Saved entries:
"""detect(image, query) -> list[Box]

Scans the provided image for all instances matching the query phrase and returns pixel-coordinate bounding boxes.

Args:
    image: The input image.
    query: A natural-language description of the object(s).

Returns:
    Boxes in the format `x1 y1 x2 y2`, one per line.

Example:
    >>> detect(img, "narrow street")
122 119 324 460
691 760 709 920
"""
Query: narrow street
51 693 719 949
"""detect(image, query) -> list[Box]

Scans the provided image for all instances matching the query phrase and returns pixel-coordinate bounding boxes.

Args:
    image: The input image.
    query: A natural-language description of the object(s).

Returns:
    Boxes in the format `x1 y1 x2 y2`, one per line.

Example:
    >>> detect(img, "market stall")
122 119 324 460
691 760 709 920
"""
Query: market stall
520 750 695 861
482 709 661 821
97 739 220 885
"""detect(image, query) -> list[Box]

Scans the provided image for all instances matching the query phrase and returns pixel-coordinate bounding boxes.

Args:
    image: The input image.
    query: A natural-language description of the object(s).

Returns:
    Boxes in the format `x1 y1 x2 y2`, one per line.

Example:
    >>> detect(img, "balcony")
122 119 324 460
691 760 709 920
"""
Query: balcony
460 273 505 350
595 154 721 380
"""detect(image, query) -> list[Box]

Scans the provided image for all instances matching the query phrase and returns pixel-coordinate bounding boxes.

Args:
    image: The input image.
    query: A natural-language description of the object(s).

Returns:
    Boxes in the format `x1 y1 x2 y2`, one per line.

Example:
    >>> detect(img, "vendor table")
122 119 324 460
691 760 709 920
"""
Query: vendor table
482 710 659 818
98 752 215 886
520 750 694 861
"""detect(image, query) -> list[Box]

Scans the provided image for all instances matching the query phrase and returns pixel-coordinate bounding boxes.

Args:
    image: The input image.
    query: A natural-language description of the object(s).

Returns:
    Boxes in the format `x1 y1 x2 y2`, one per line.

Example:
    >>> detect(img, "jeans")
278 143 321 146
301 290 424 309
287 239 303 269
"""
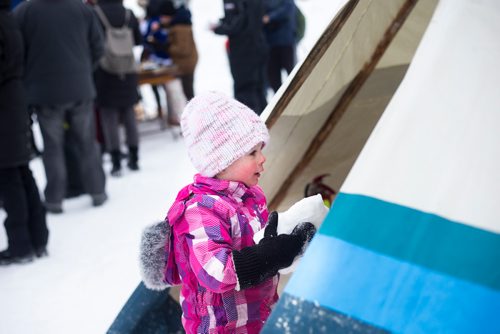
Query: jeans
36 100 106 205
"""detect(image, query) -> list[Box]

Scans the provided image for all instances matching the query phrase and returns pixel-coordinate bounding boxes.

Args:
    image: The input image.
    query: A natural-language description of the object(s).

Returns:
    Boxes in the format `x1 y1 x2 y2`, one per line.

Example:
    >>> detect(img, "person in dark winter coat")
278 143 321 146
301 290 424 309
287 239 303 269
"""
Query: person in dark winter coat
211 0 269 115
0 0 49 265
263 0 297 93
93 0 142 177
13 0 107 213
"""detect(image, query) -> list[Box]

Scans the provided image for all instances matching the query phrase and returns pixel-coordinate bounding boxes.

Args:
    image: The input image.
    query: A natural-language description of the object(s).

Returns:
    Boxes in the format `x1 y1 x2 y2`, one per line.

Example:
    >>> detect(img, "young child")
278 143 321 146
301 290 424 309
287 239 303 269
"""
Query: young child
166 92 315 333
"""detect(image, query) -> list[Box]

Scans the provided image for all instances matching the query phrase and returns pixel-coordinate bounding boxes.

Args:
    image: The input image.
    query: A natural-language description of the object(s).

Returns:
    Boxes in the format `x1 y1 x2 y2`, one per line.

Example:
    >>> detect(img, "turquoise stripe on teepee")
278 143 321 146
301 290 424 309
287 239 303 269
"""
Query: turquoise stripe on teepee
320 193 500 291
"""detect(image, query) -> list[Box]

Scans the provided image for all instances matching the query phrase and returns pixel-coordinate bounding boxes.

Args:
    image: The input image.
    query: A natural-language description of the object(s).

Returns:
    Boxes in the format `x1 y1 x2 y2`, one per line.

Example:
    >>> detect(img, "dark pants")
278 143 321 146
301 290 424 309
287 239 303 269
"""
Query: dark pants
99 106 139 152
151 84 164 118
267 45 296 93
230 57 268 115
0 165 48 256
64 126 85 198
36 101 106 205
107 282 183 334
179 73 195 100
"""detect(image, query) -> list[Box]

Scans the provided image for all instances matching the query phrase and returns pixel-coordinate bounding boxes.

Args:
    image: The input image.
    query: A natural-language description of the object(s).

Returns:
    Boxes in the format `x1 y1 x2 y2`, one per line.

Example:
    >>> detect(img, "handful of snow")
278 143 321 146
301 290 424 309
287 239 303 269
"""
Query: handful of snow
253 194 329 274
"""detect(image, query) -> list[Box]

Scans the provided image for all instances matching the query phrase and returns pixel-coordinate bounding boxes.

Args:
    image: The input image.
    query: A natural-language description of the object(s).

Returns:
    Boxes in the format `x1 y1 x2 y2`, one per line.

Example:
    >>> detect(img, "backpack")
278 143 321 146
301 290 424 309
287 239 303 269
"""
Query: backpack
94 6 137 77
295 4 306 43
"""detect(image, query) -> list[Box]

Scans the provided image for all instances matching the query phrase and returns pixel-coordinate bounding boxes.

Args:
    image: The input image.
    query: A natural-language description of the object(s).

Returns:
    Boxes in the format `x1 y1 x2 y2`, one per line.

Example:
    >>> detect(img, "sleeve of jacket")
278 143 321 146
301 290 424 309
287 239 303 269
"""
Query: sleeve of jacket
183 198 239 293
213 0 247 37
88 9 104 69
130 11 143 46
267 0 294 22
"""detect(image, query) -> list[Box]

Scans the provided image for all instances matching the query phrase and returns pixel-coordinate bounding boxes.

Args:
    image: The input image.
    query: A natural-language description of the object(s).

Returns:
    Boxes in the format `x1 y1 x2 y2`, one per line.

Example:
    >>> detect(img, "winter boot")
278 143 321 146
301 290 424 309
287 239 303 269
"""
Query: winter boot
128 146 139 171
35 246 48 258
110 150 122 177
91 192 108 207
44 201 63 214
0 249 35 266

* **Exercise details**:
Each of the records above needs to be transcribed exactly, apart from its pictures.

* **Solution for this task**:
"""detect(image, query) -> list[Box]

Scans the provided image for all instances matching the query phrase and returns pixel-coordinate bounding boxes.

Args:
    image: The input image.
    query: A natural-language description of the object(s).

Returns:
    Boxes in the format `x1 y1 x2 y2`, one per line.

Example:
    >>> detect(img, "narrow street")
122 119 324 460
691 760 709 920
"""
Query: narrow street
51 693 719 949
"""detect(image, query) -> list[Box]

Scans the provided image for all instances matching the query phrase and returns pixel-coordinate bounding boxes.

Args:
    image: The input image.
    query: A natural-language description of the object(s).

Returns:
    Boxes in the format `x1 y1 x2 y2`, one per line.

Example:
    >>> detect(img, "market stall")
122 119 324 460
691 760 709 920
"""
Query: market stall
520 750 695 861
482 709 661 821
97 739 220 885
"""detect(image, query) -> list[Box]

Scans the provided image for all instances matching the query phrase and returns pixel-coordinate bounding boxes.

Args:
    image: The input image.
    query: A natural-language description of the object(s).

Returns:
    Boxes in the format `x1 y1 x2 y2`, one per line.

Example:
    >>> detect(img, "balcony")
122 119 324 460
691 760 709 920
"""
Query: balcony
460 273 505 350
595 154 721 380
"""detect(image, query) -> list[Box]

Scans the provided image for all instances matching the query phrase and returns pixel-coordinate bounding boxes.

Args:
    image: The input image.
    query: A natural-language description of the object(s).

Returns:
    Boxes in the format `x1 y1 x2 y2`, one per line.

Example:
    >>> detect(img, "vendor table")
122 119 324 460
691 760 709 920
"""
Query: vendor table
482 710 659 818
98 752 215 886
520 750 694 861
"""detect(image, query) -> list[Box]

Scans the provided image for all instances matching the query phrase and returns pixel-coordinate bounding boxes.

Args:
    image: The input image.
    query: A natural-language description of the object(s).

Returns:
    Boxes in the format `x1 y1 x2 y2`, one per line.

Example:
    >>> detect(img, "jeans")
278 143 321 146
301 290 424 309
287 239 303 269
"""
Query: jeans
36 100 106 205
"""detect(image, query) -> list[Box]

Scans the provided image for all instances matching the query phrase and returns pixel-coordinate bounding boxes.

Args:
    image: The input image.
    query: A natural-language description of the object(s).

Returns:
    Boxes in the format `x1 y1 x2 y2`, one per line.

Example:
    >>> detect(img, "person in dark winter coat")
278 143 321 146
301 290 424 309
287 239 303 269
"""
Query: person in dark winter coat
211 0 269 115
0 0 49 265
263 0 297 93
93 0 142 177
13 0 107 213
"""detect(image, query) -> list[Box]

Scans the provided image for all instances matching the query phrase and returns pixel-coordinate bounding boxes.

Args:
    image: The input image.
    query: A natural-language description of the object(s).

Returns:
    Boxes in the format `x1 y1 x2 y2`, one per line.

Example:
    >>> detect(img, "young child")
278 143 321 146
301 290 424 309
287 239 303 269
"""
Query: young child
166 92 315 333
"""detect(image, query) -> list[Box]

Scans the provided image for all instances matching the query phrase and returns pixel-coordinate bounding boxes.

Args:
    image: The input image.
    query: A natural-language description of the object(s).

Returns:
    Boxes in the format `x1 y1 x2 y2`, one per line.

Example:
    >>> detect(img, "turquoise stripe on teepee")
278 143 321 146
301 290 424 309
287 239 303 269
"""
Query: turquoise stripe on teepee
320 193 500 291
"""detect(image, query) -> list[Box]

Scans the provided image for all instances matching the query phrase and returns pixel-coordinate bounding boxes.

Args:
    image: The input image.
    query: A natural-language description of the object(s).

Returns:
    Boxes in the format `x1 y1 x2 y2`, one per line.

Example:
    >>> detect(img, "dark pants")
278 143 321 146
301 290 424 309
287 239 303 269
"""
Query: dark pants
99 106 139 152
151 84 164 118
267 45 296 93
230 57 268 115
0 165 48 256
64 126 85 198
36 101 106 205
107 282 183 334
179 73 195 100
"""detect(image, query) -> list[Box]

Scans the provided image for all instances matching the query phrase and returns pixel-coordinate bounding boxes.

Args:
    image: The input image.
    query: A natural-language description of the object(s).

Returns:
    Boxes in the format `x1 y1 x2 y2`, one per line.

Example:
    >>> detect(img, "handful of snow")
278 143 321 146
301 290 424 309
287 239 303 269
"""
Query: handful of snow
253 194 329 274
"""detect(image, query) -> list[Box]

Scans the provided image for all instances matching the query phrase and returns pixel-coordinate bounding boxes.

Args:
    image: The input image.
    query: A natural-language description of the object(s).

Returns:
    Boxes in the format `x1 y1 x2 y2`, one per line.

Example:
    >>> detect(img, "backpack")
278 143 321 146
301 290 424 309
287 239 303 269
"""
Query: backpack
94 6 137 77
295 4 306 43
"""detect(image, query) -> list[Box]

Scans the provided image for all instances matching the query phrase and returns pixel-coordinate bounding boxes.

Args:
    image: The input image.
    query: A natural-language description of the object(s).

Returns:
    Boxes in the format `x1 y1 x2 y2`, one per line.

Example:
    >>> detect(img, "sleeve of jacket")
278 143 321 146
301 290 424 309
287 239 303 269
"""
Query: sleeve of jacket
183 198 239 293
213 0 247 37
88 9 104 69
130 11 143 46
267 0 294 22
"""detect(image, query) -> list[Box]

Scans the provided image for all instances matching the query phrase and returns pixel-coordinate bounding boxes.

Args:
    image: The input image.
    query: A natural-language description of the object(s).

Returns:
    Boxes in the format `x1 y1 x2 y2`, one per line.

Example:
    >>> detect(img, "winter boot")
278 143 321 146
301 290 424 309
287 239 303 269
"""
Query: winter boot
128 146 139 171
35 246 48 258
110 150 122 177
91 192 108 207
44 201 63 214
0 249 35 266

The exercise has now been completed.